**Excerto:**
==========

Akademie der Bildenden Künste, München


Na última semana do passado mês de Janeiro, estive em Munique para conhecer e discutir, em regime de seminário, o trabalho de cerca de três dezenas de artistas e estudantes da Academia de Belas Artes.

A minha primeira intenção, quanto ao início desta crónica, era começar por falar do estado do tempo e da arquitectura da cidade. Depois pensei que podia fazer a economia da introdução turística, e que valia mais descrever alguns dos trabalhos, projectos e ideias que os estudantes me apresentaram. Porque é em conversas como estas, em sucessivas horas de discussões a respeito das maneiras e da procura das maneiras de colocar, abordar, inventar ou resolver os mais variados problemas, que é mais fácil perceber qual a especificidade, a vitalidade e razão de ser do trabalho, da atitude e do resultado da produção daqueles a quem continuamos a chamar artistas.

A quase todas as profissões (e respectivos profissionais) com que deparamos na nossa vida quotidiana, pedimos a sociedade pede, que analisem e resolvam determinados problemas – por exemplo, alimentar-nos, construir uma ponte ou proteger-nos os pés – relativamente aos quais nos poderão ser propostas diferentes hipóteses, tão variadas quanto as possibilidades técnicas em causa e a imaginação estética e intelectual disponíveis. No entanto, todas essas hipóteses têm de satisfazer, minimamente que seja, uma expectativa e um conjunto, mínimo que seja, de requisitos específicos pré-determinados. Poderíamos falar de função, mas dizer expectativa minimamente pré-determinada é mais abrangente.

Só ao artista nade se pede, em termos de expectativa pré-determinada e objectivada. Pede-se-lhe apenas que faça o que quiser, para que, com o que ele fizer, e chamando-lhe arte, podermos nós fazer o que quisermos. Ao artista, portanto, pede-se tudo. Tudo ou nada? Tudo e nada, isso sim.

Passo a enumerar algumas coisas que me ofereceram em Munique.

==========

**Secção de dados:**
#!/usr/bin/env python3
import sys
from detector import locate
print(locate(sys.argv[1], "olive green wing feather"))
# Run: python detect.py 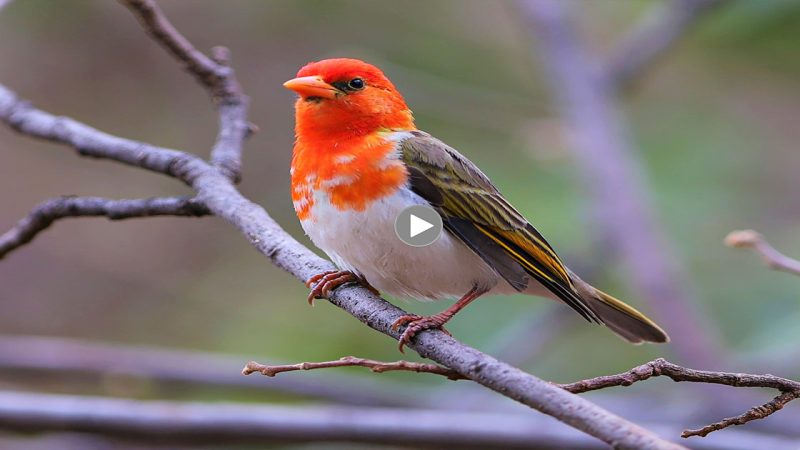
[399,131,600,322]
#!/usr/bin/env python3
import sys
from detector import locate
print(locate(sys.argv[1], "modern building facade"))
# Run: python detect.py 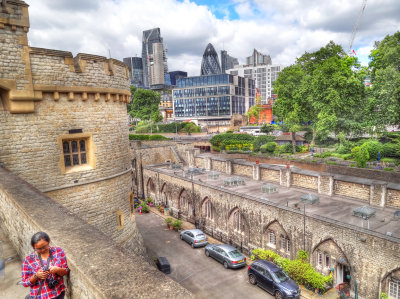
[226,64,281,105]
[200,43,221,76]
[123,57,144,88]
[221,50,239,74]
[142,28,168,88]
[246,49,272,66]
[173,74,255,121]
[165,71,187,86]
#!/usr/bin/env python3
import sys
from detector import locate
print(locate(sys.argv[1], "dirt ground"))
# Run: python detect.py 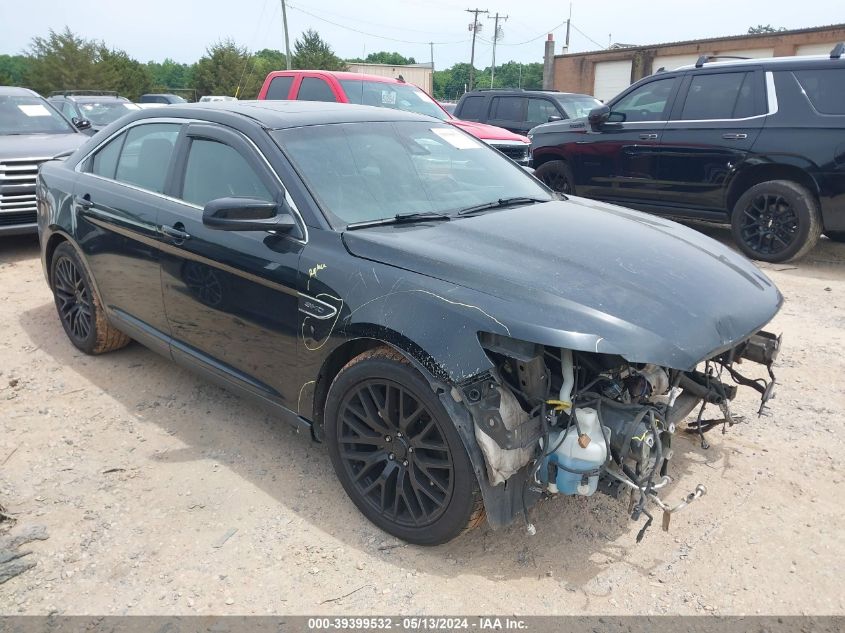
[0,229,845,615]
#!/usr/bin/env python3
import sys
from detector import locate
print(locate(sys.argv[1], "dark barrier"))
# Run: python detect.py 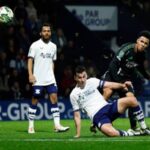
[0,96,150,120]
[0,99,87,120]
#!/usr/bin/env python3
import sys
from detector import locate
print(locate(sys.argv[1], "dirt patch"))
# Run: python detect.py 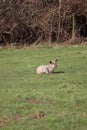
[32,112,47,119]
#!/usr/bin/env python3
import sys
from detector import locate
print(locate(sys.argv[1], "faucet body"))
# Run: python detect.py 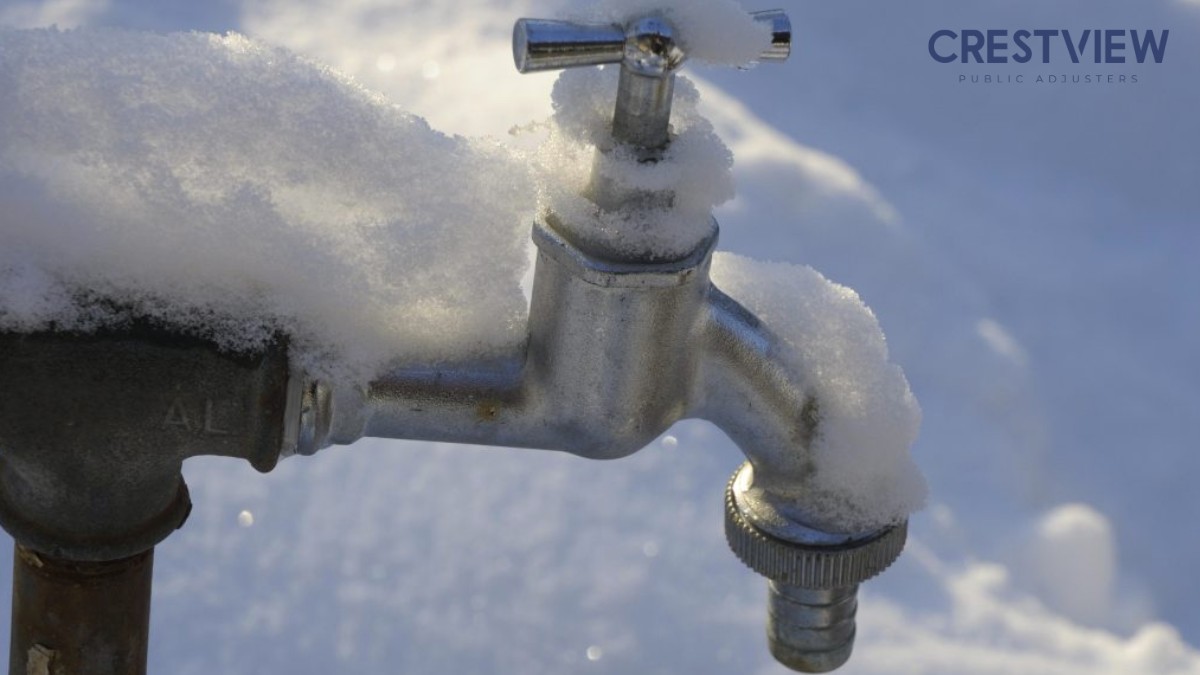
[0,7,906,675]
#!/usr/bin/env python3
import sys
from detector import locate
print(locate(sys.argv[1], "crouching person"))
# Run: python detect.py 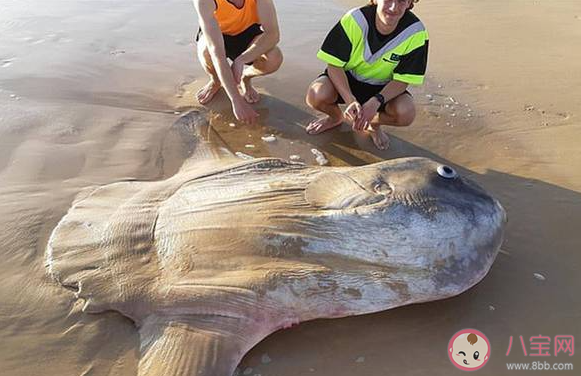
[306,0,428,149]
[193,0,282,123]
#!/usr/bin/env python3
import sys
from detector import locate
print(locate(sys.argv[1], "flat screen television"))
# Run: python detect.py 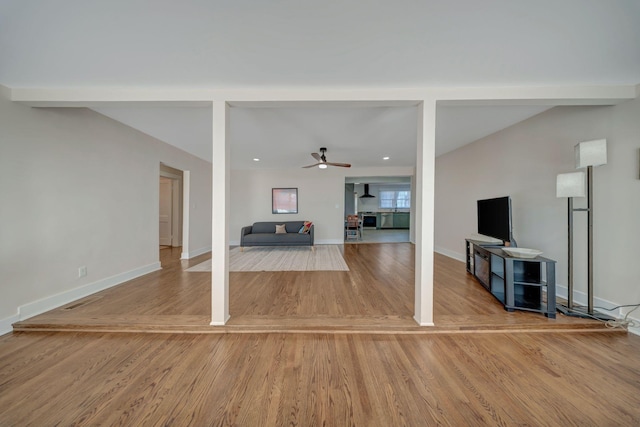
[478,196,512,242]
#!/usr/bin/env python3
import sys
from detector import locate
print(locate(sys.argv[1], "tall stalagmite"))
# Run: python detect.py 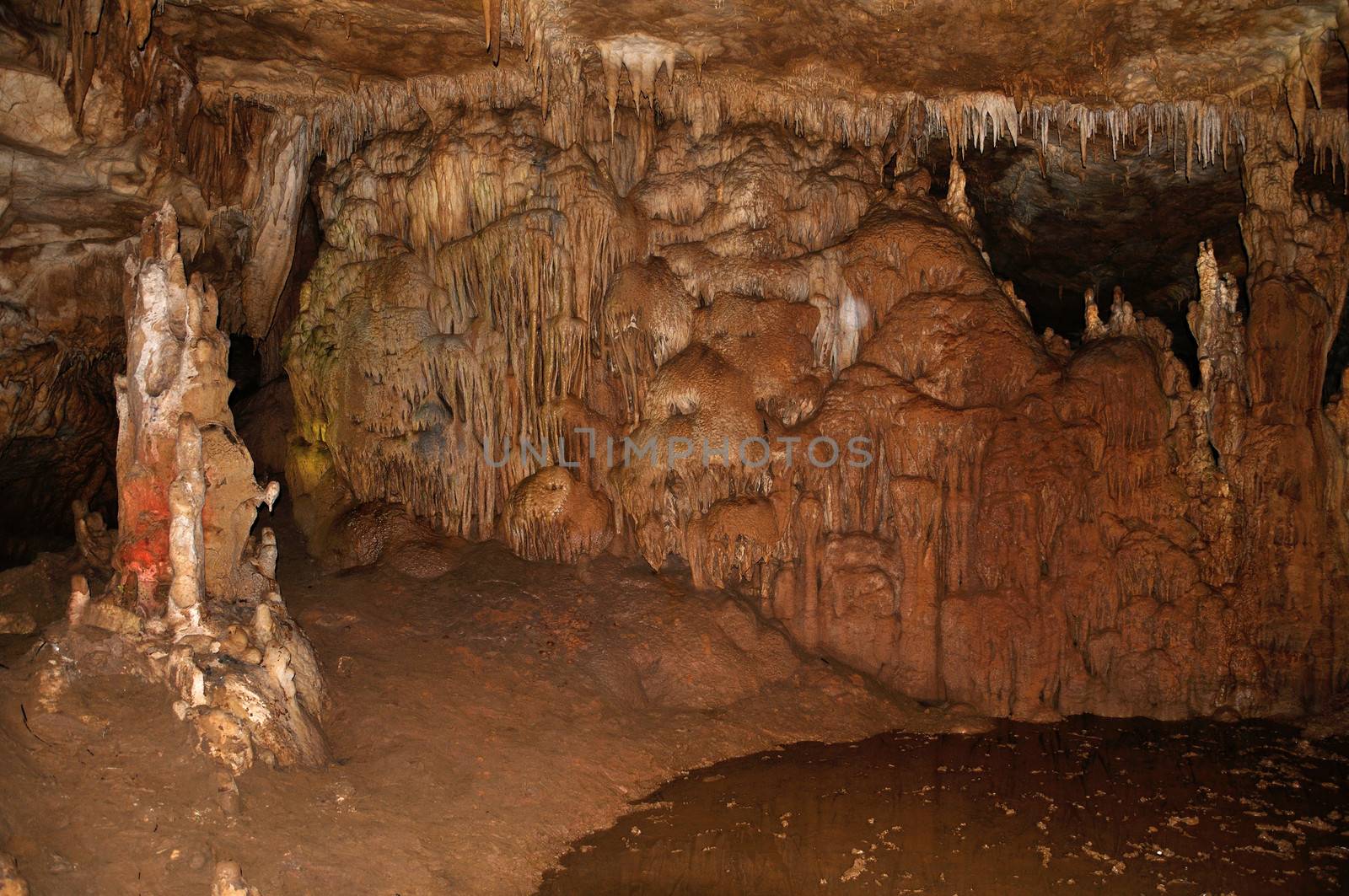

==========

**Enunciado:**
Transcreva, sem qualquer alteração, o trecho do excerto sobre a Academia de Belas Artes de Munique que começa com as palavras "Akademie der Bildenden" e termina em "de Belas Artes.".

**Resultado do exercício:**
Akademie der Bildenden Künste, München


Na última semana do passado mês de Janeiro, estive em Munique para conhecer e discutir, em regime de seminário, o trabalho de cerca de três dezenas de artistas e estudantes da Academia de Belas Artes.